_WORK TO COMPLETE:_ Pull out each line of the records below that contains the string "suit". Case matters.

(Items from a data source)
━━━━━━━━━━━━━━━━

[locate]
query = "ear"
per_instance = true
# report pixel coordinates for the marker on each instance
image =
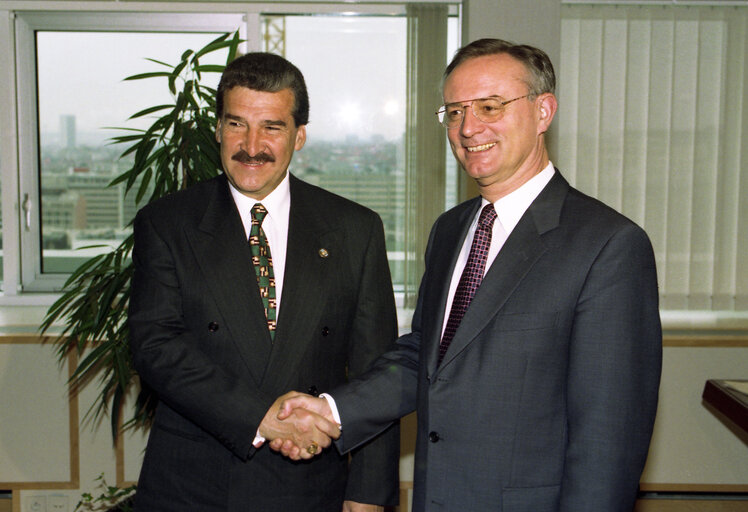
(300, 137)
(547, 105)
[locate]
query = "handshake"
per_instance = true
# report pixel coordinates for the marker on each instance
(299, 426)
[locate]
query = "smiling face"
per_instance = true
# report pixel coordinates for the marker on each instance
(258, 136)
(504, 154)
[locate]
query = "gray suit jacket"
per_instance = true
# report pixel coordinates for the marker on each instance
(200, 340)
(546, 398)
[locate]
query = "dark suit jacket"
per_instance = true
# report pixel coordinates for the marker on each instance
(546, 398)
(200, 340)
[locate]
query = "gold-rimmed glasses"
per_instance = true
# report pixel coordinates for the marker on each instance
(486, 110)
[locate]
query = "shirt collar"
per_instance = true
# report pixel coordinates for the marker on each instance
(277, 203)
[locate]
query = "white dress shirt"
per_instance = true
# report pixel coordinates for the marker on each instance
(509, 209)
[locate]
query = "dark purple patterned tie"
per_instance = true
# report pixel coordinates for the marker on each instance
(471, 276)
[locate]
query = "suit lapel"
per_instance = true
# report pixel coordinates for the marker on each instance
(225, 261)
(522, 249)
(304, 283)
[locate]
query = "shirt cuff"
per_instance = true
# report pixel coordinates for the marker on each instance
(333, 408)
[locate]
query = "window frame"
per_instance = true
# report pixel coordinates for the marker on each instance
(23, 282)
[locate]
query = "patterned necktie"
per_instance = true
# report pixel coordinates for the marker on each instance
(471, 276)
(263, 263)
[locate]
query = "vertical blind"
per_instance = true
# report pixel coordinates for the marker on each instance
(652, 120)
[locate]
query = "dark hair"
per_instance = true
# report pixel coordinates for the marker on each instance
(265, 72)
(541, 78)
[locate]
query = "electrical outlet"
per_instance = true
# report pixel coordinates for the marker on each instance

━━━━━━━━━━━━━━━━

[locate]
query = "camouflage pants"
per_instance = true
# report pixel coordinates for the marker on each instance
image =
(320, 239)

━━━━━━━━━━━━━━━━

_WORKED ANSWER:_
query = "gray suit jacket"
query = "dark suit jacket"
query = "suit lapel"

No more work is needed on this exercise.